Recorded information: Begin

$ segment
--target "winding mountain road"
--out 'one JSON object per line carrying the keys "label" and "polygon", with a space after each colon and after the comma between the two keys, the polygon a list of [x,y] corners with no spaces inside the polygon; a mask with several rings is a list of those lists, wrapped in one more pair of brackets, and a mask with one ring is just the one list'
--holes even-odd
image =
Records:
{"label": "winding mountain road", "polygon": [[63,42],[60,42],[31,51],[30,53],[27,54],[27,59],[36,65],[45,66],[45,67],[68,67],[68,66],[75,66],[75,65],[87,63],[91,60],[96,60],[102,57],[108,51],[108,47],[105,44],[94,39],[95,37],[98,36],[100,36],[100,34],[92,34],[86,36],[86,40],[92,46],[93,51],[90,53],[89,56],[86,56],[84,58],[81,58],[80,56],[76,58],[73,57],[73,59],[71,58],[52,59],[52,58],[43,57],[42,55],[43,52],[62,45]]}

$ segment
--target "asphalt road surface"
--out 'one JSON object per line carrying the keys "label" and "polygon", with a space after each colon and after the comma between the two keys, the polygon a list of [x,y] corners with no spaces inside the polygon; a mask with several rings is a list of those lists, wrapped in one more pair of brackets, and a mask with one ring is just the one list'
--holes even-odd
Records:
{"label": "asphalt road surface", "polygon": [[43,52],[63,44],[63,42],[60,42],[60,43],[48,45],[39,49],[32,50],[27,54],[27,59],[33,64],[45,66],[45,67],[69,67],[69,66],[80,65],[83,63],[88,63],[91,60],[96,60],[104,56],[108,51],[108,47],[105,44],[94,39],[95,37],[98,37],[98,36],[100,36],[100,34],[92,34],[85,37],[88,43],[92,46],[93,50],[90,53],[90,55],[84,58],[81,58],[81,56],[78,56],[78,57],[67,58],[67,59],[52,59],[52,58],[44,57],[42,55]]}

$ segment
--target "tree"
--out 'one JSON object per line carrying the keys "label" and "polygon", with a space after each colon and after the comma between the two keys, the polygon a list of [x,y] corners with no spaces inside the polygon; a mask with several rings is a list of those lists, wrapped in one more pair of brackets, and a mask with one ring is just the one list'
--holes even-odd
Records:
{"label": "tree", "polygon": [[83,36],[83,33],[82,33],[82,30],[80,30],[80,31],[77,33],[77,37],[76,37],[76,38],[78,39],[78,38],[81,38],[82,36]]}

Recorded information: End

● Assignment: Among the lines of the listing above, which ones hold "target"? Copy them.

● Answer box:
--target "winding mountain road"
--target "asphalt road surface"
--target "tree"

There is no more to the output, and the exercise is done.